-- start Input rows --
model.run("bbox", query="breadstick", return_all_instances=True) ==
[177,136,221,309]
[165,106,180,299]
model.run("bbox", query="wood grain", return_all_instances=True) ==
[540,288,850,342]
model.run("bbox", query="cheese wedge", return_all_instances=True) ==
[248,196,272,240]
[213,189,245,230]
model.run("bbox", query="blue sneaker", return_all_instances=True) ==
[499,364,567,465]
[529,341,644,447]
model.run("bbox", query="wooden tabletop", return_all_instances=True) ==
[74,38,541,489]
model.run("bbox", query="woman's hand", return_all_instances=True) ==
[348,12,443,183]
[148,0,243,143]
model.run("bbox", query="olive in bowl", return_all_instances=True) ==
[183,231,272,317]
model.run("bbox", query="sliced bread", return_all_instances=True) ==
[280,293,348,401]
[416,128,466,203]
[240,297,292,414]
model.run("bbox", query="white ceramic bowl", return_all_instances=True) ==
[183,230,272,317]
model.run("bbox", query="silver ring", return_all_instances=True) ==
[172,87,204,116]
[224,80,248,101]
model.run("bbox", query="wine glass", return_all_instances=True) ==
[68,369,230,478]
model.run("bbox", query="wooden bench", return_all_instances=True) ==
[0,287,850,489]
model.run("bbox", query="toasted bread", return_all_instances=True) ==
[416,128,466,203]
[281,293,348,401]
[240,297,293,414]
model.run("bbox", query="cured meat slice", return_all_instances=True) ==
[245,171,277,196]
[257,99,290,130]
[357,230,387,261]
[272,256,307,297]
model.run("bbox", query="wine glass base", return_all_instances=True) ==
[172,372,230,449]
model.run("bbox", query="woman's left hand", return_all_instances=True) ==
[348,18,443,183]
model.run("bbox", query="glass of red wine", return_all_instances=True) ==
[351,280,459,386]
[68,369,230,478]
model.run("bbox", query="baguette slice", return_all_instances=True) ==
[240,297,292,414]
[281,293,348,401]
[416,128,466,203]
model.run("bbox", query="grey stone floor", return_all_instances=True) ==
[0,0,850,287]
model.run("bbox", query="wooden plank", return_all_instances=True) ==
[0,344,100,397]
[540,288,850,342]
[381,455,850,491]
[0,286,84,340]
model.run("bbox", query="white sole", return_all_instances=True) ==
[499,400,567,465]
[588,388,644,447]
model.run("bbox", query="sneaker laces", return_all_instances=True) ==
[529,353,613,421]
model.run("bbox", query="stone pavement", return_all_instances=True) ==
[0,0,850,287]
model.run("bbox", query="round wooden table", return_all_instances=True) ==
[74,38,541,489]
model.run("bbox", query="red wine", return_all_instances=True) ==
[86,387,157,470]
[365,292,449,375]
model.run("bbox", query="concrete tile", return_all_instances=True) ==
-- end Input rows --
Task to complete
Reproduce all of the records above line for line, without changing a single character.

Response below
model.run("bbox", query="breadstick", return_all_instances=True) ==
[177,136,221,309]
[165,106,180,299]
model.run("bbox", query="wood grain", return_all_instances=True) ==
[540,288,850,342]
model.run("bbox", query="cheese wedge", return_all_instances=True) ==
[248,196,272,240]
[213,189,245,230]
model.run("bbox", query="blue sneaker", return_all_instances=True) ==
[499,364,567,465]
[529,341,644,447]
model.run("bbox", query="wooden tabletop", return_all_instances=True) ==
[74,38,541,489]
model.run("bbox", query="woman's hand", return_all_instances=True) ==
[348,12,443,183]
[148,0,243,143]
model.run("bbox", query="olive in bowl", return_all_instances=True) ==
[183,231,272,317]
model.run("bbox", query="sliced bread", return_all_instances=True) ==
[280,293,348,401]
[416,128,466,203]
[240,297,292,414]
model.run("bbox", query="white ceramic bowl", return_all_instances=True) ==
[183,230,272,317]
model.run("bbox", query="silver ring", return_all_instances=True) ==
[172,87,204,116]
[224,80,248,101]
model.run("bbox", query="wine glass", return_all_instances=True) ==
[68,369,230,478]
model.run("bbox", query="wooden bench", return_all_instances=True) ==
[0,287,850,489]
model.run("bbox", query="toasted bread", return_all_instances=True) ==
[416,128,466,203]
[281,293,348,401]
[240,297,293,414]
model.run("bbox", query="cured meat slice", return_all_instances=True) ==
[245,171,277,196]
[257,99,290,130]
[357,230,387,261]
[272,256,307,297]
model.run("bbox", query="wine glass base", return_all_instances=True) ==
[172,372,230,449]
model.run("bbox", query="woman's left hand", return_all_instances=True) ==
[348,18,443,183]
model.run("bbox", query="glass of red wine", return_all_instances=True) ==
[351,280,459,386]
[68,369,230,478]
model.run("bbox", query="baguette slice", return_all_instances=True) ==
[240,297,292,414]
[281,293,348,401]
[416,128,466,203]
model.run("bbox", query="grey stone floor", return_all_instances=True) ==
[0,0,850,287]
model.run("bbox", query="wooden plank", return_all_instances=True) ==
[0,344,100,397]
[540,288,850,342]
[381,455,850,491]
[0,286,84,340]
model.run("bbox", query="white sole", return_all_instances=True) ==
[499,400,567,465]
[588,388,644,447]
model.run("bbox", query="sneaker laces", return_all_instances=True) ==
[529,353,613,421]
model.run("bbox", query="stone pavement", return_all_instances=True) ==
[0,0,850,287]
model.run("bbox", query="round wooden table", return_all_instances=True) ==
[74,38,541,489]
model.run("bbox", query="red wine", return_all_instances=True) ==
[86,387,157,470]
[365,292,449,375]
model.run("bbox", query="concrete tile", return_all_instances=True) ==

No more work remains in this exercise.